## Stated exercise 1:
Lift the entire Swindon College forum thread from the page below and reproduce it word for word.

## Supplied passage:
# Swindon College - May 09 *pic heavy*



## aitchaitch (May 18, 2009)

Swindon College closed in 2006 when it relocated to another site. It's a bit of an odd ball building, one portion is victorian with lofty ceilings and sweeping staircases, the rest of it is a concrete block that looks like someone tacked on the side without a great deal of thought.

Vandals have gone to town in large parts of it. I noticed that most of the damage had been carried out on the side nearest the street, there was very little damage at the back of the building.

The place has been stripped of most of the things I remember from being a moody student back in the 90's. Last I heard, it has been sold off and ear marked for development. Plans for a snazzy supermarket and flats have ground to a halt. 

Sorry if I put too many pics in, it was a nice sized building to cover. I went a bit nuts with the old camera and this is just a selection...














The glass corridor linking to two buildings





Stairs to the art department















Onto the main building... 










Up to the roof





The view





Angst Corner!





Nerd supplies





Reception





Woodwork block










Outside










Escher stylee steps to nowhere


----------



## Krypton (May 19, 2009)

Great place by the looks of it. When your walking down them corridors, your trying to be quiet, but all you can hear is the crunching of flurescent lightbulbs.


----------



## Pseudonym (May 19, 2009)

The stepdad works in Swindon. It might be time to get a lift in.

If you're up for making a day of it around Swindon, drop me a PM.


----------



## klempner69 (May 19, 2009)

## Stated exercise 2:
Sift through the records below and copy out, unchanged, every line that contains the word "white".

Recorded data
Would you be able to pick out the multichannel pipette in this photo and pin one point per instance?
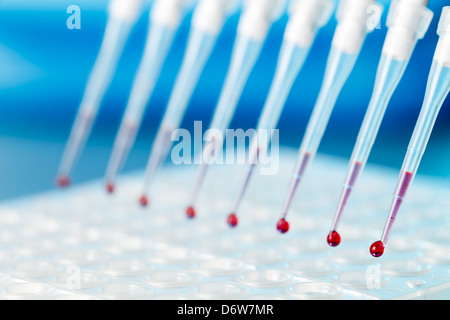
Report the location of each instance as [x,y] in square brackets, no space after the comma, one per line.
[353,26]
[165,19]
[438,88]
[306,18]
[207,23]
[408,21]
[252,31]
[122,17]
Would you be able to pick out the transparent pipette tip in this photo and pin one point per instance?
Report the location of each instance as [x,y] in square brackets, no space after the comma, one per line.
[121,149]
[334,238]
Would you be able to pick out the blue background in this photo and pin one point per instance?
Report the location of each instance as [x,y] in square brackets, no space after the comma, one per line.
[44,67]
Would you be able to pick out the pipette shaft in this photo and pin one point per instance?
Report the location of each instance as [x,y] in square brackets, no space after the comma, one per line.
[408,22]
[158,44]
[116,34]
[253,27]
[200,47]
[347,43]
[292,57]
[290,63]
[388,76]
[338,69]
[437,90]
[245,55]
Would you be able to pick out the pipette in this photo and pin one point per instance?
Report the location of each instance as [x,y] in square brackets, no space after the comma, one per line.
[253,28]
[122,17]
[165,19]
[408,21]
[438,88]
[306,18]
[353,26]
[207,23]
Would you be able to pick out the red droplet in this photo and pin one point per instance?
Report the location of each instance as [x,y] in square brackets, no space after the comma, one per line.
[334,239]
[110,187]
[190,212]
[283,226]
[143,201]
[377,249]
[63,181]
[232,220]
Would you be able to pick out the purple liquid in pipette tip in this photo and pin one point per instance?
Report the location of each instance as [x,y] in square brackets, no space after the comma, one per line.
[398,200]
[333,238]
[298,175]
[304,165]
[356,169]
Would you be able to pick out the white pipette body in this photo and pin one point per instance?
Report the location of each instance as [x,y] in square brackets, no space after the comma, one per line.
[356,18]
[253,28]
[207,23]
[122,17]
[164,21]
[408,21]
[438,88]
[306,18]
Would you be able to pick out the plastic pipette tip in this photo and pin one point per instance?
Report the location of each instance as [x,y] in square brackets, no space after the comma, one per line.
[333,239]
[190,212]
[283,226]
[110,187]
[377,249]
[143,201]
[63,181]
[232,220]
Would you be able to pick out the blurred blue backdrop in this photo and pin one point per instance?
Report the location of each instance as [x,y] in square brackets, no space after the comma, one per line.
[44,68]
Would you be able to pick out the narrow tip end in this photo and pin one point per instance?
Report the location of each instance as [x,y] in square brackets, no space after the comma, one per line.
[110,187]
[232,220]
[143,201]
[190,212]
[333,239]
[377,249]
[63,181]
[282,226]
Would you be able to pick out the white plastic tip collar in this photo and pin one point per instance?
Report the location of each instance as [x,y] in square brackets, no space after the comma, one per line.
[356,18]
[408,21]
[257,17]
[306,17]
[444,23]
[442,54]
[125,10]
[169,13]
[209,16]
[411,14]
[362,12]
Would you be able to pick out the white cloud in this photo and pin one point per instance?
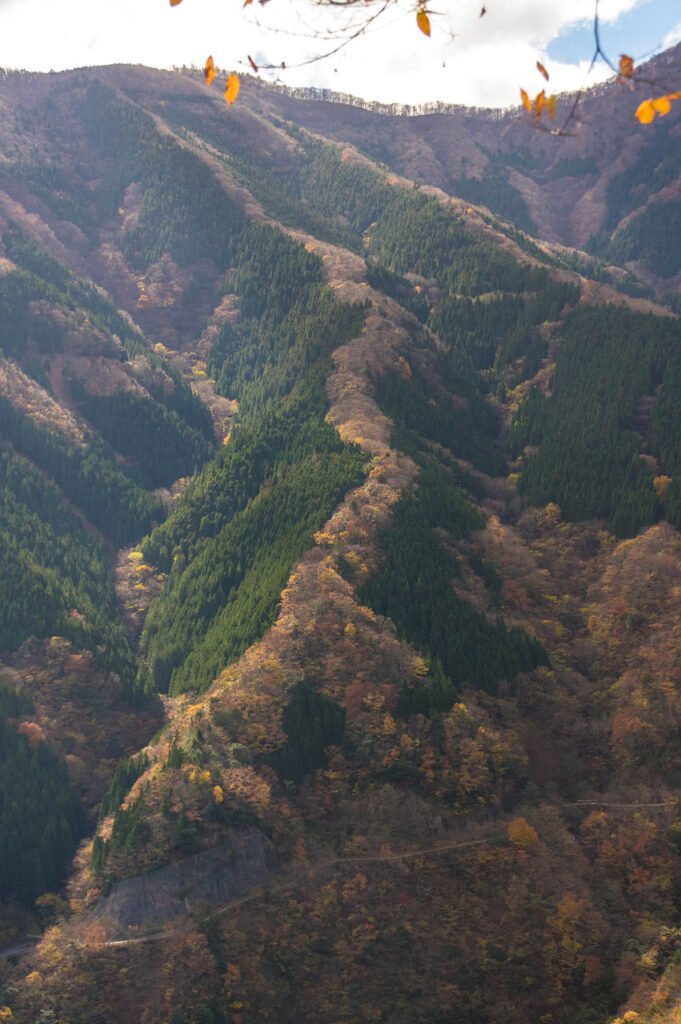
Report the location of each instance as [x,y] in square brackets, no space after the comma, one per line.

## Correct result 1:
# Swindon College - May 09 *pic heavy*



## aitchaitch (May 18, 2009)

Swindon College closed in 2006 when it relocated to another site. It's a bit of an odd ball building, one portion is victorian with lofty ceilings and sweeping staircases, the rest of it is a concrete block that looks like someone tacked on the side without a great deal of thought.

Vandals have gone to town in large parts of it. I noticed that most of the damage had been carried out on the side nearest the street, there was very little damage at the back of the building.

The place has been stripped of most of the things I remember from being a moody student back in the 90's. Last I heard, it has been sold off and ear marked for development. Plans for a snazzy supermarket and flats have ground to a halt. 

Sorry if I put too many pics in, it was a nice sized building to cover. I went a bit nuts with the old camera and this is just a selection...














The glass corridor linking to two buildings





Stairs to the art department















Onto the main building... 










Up to the roof





The view





Angst Corner!





Nerd supplies





Reception





Woodwork block










Outside










Escher stylee steps to nowhere


----------



## Krypton (May 19, 2009)

Great place by the looks of it. When your walking down them corridors, your trying to be quiet, but all you can hear is the crunching of flurescent lightbulbs.


----------



## Pseudonym (May 19, 2009)

The stepdad works in Swindon. It might be time to get a lift in.

If you're up for making a day of it around Swindon, drop me a PM.


----------



## klempner69 (May 19, 2009)

## Correct result 2:
Would you be able to pick out the white pipette body in this photo and pin one point per instance?
Would you be able to pick out the white plastic tip collar in this photo and pin one point per instance?
Would you be able to pick out the white cloud in this photo and pin one point per instance?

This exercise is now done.